* Objective *
Pick out every line of the rows below that contains the word "side", and copy each one in full. Treat uppercase and lowercase letters as different.

[Object point labels]
--------------------

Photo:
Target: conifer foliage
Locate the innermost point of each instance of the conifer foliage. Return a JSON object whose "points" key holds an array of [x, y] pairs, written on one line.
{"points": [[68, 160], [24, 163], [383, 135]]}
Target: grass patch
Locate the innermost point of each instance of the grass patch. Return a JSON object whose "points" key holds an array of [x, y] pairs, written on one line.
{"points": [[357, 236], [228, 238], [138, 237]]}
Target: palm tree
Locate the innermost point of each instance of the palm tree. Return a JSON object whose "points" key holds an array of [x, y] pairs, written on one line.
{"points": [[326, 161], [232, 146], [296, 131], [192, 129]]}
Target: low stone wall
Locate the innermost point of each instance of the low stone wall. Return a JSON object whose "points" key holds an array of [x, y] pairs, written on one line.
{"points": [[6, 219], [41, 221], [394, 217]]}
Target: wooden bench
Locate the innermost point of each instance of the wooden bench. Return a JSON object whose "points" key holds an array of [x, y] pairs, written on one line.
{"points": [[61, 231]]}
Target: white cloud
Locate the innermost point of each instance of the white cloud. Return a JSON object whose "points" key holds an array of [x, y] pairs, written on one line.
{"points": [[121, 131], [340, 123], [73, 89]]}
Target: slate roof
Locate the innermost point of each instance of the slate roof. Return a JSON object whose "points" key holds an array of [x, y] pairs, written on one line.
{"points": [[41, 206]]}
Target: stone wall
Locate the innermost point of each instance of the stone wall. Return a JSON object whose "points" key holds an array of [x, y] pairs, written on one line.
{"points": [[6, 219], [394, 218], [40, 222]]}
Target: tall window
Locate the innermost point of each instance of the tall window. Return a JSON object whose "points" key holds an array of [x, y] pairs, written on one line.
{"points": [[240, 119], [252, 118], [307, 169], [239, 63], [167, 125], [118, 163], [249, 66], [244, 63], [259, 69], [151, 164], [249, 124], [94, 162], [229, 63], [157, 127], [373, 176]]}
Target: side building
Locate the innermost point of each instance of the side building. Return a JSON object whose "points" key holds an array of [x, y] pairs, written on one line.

--------------------

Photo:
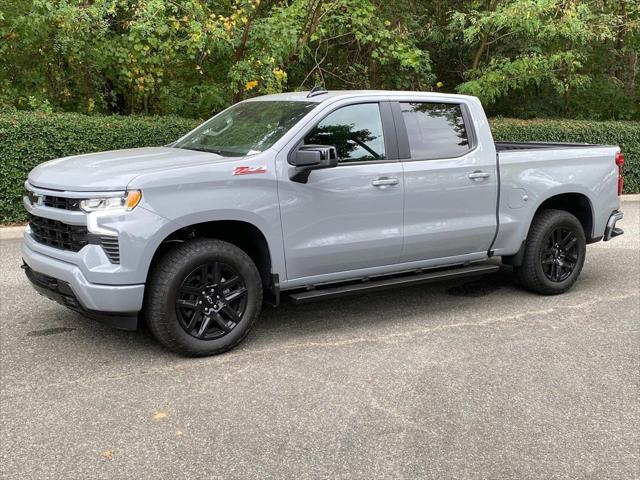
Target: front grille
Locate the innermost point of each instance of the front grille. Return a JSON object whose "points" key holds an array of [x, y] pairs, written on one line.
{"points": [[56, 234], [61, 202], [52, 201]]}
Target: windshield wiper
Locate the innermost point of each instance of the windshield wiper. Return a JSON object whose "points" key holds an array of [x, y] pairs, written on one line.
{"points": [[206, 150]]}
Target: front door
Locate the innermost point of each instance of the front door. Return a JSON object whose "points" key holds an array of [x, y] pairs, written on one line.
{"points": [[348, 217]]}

--------------------

* Exercise answer *
Target: side building
Locate the innermost point of each instance of the side building. Return a JSON object whose "points" key holds an array of [x, y] pairs, written on one line.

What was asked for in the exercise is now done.